Aim
Pull out every line of the records below that contains the word "pollen", matching case exactly. Copy each such line in full.

Data items

## Start

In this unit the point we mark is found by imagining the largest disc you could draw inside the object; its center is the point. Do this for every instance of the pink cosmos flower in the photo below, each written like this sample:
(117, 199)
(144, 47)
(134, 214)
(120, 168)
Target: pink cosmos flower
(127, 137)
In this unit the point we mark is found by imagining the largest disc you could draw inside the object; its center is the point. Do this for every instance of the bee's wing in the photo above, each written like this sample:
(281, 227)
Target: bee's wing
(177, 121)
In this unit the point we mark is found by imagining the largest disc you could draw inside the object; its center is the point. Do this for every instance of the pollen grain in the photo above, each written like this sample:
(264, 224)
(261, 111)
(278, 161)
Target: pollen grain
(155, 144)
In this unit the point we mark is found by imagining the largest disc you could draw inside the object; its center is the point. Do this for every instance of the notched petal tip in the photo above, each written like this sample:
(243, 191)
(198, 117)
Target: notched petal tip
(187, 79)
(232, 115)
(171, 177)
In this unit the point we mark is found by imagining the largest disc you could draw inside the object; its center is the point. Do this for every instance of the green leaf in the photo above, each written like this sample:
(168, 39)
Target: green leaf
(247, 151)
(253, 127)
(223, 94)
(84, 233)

## End
## Start

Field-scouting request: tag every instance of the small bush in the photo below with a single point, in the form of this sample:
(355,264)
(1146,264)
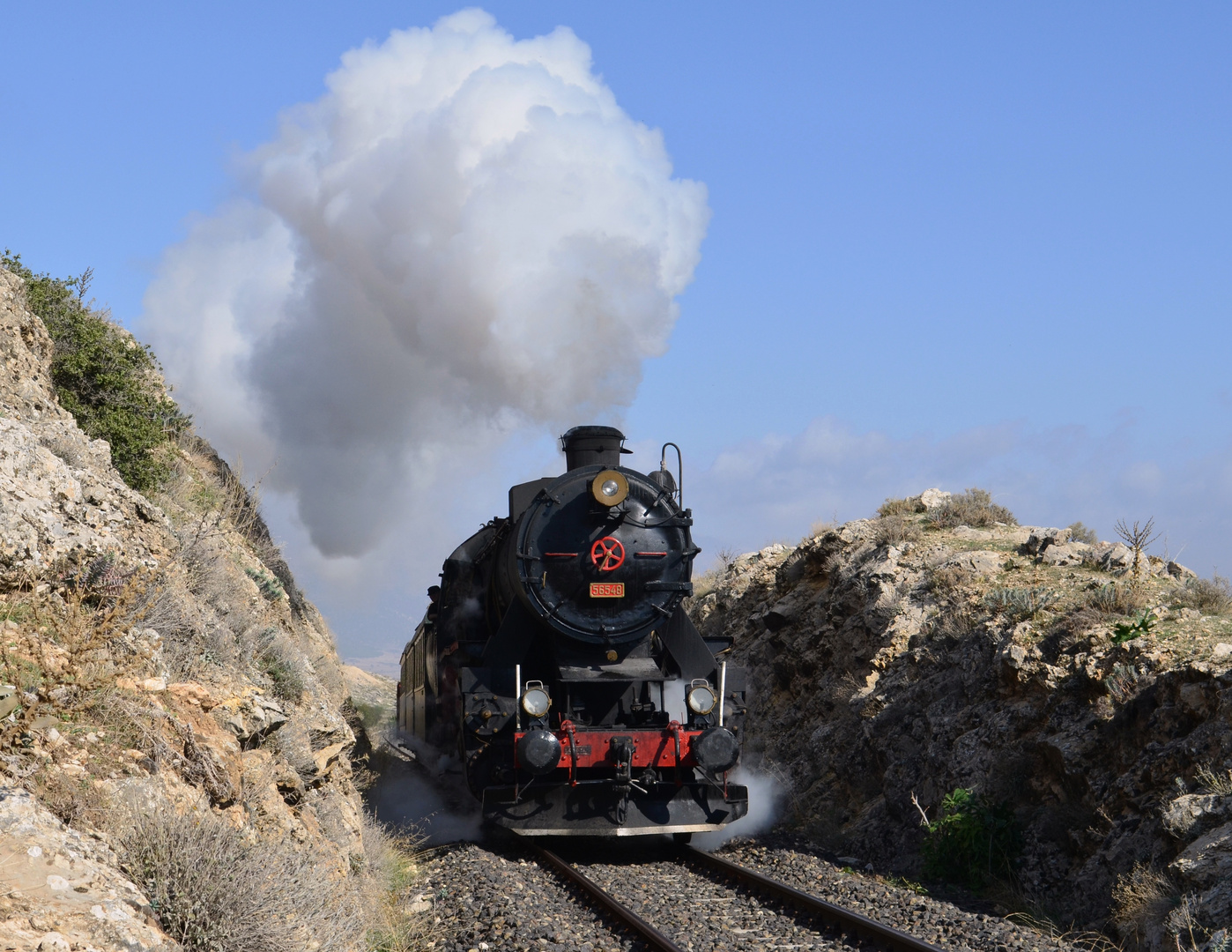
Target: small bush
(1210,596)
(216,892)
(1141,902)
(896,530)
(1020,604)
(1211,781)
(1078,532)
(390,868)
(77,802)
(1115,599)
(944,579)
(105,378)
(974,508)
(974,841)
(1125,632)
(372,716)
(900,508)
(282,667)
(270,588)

## End

Solution to this exercise
In this unit the point we mark is found by imagining the largest disc you could draw inside the object; its center is the point. Do this for every instance of the pollen grain in the photo above, each written like this sample:
Target: pollen grain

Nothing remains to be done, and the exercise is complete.